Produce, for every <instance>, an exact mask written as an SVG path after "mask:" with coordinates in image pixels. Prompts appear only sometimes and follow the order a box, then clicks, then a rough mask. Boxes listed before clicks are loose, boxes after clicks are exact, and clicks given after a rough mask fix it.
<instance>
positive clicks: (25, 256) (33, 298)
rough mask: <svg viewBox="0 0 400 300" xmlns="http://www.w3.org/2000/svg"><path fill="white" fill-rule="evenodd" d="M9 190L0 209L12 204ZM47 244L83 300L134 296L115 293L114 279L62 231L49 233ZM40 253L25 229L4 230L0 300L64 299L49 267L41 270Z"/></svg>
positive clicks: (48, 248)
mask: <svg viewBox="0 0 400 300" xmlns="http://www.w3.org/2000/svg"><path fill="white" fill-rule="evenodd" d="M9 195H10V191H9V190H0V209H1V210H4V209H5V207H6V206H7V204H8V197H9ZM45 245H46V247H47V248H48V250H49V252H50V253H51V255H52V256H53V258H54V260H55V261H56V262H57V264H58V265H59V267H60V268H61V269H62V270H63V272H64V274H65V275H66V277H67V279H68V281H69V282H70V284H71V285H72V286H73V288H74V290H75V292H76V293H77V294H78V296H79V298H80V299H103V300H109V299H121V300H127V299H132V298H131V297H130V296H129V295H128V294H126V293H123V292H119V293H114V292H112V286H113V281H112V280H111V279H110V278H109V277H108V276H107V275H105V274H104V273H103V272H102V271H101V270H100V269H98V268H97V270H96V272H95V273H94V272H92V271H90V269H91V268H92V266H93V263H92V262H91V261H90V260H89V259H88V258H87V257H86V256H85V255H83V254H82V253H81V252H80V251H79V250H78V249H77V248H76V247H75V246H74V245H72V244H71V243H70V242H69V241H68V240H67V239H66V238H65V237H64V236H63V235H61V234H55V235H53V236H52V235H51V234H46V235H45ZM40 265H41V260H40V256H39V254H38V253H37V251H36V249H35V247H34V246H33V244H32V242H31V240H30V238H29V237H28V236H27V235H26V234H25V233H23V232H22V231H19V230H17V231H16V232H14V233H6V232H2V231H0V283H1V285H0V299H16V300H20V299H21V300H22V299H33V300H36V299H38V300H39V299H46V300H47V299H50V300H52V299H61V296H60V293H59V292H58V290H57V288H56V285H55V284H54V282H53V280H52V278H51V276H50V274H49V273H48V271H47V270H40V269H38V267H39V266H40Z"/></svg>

ACTIVITY
Down to the last line, restate the records exactly.

SOLUTION
Produce, for every <instance>, an exact mask written as an SVG path after "mask:" with coordinates in image pixels. Prompts appear only sometimes and follow the order a box, then clicks, then a rough mask. Boxes listed before clicks are loose, boxes after clicks are exact, and clicks given after a rough mask fix it.
<instance>
positive clicks: (25, 256) (33, 298)
rough mask: <svg viewBox="0 0 400 300" xmlns="http://www.w3.org/2000/svg"><path fill="white" fill-rule="evenodd" d="M9 190L0 209L12 204ZM47 244L83 300L134 296L115 293L114 279L62 231L49 233ZM40 253L25 229L4 230L0 300L64 299L49 267L41 270Z"/></svg>
positive clicks: (48, 248)
mask: <svg viewBox="0 0 400 300" xmlns="http://www.w3.org/2000/svg"><path fill="white" fill-rule="evenodd" d="M9 195H10V191H9V190H0V209H1V210H4V209H5V207H6V206H7V204H8V197H9ZM45 245H46V247H47V248H48V250H49V252H50V253H51V255H52V256H53V258H54V260H55V261H56V262H57V264H58V265H59V267H60V268H61V269H62V270H63V272H64V274H65V275H66V277H67V279H68V281H69V282H70V284H71V285H72V286H73V288H74V290H75V292H76V293H77V294H78V296H79V298H80V299H103V300H109V299H121V300H127V299H132V298H131V297H130V296H129V295H128V294H126V293H123V292H119V293H114V292H112V286H113V281H112V280H111V279H110V278H109V277H108V276H107V275H105V274H104V273H103V272H102V271H101V270H100V269H98V268H97V270H96V272H95V273H94V272H92V271H90V269H91V268H92V266H93V263H92V262H91V261H90V260H89V259H88V258H87V257H86V256H85V255H83V254H82V253H81V252H80V251H79V250H78V249H77V248H76V247H75V246H74V245H72V244H71V243H70V242H69V241H68V240H67V239H66V238H65V237H64V236H63V235H61V234H55V235H53V236H52V235H51V234H46V235H45ZM40 265H41V260H40V256H39V254H38V253H37V251H36V249H35V247H34V246H33V244H32V242H31V240H30V238H29V237H28V236H27V235H26V234H25V233H23V232H22V231H19V230H17V231H16V232H14V233H6V232H2V231H0V283H1V285H0V299H16V300H20V299H21V300H22V299H33V300H36V299H38V300H39V299H46V300H47V299H50V300H52V299H61V296H60V293H59V292H58V290H57V288H56V285H55V284H54V282H53V280H52V278H51V276H50V274H49V273H48V271H47V270H40V269H38V267H39V266H40Z"/></svg>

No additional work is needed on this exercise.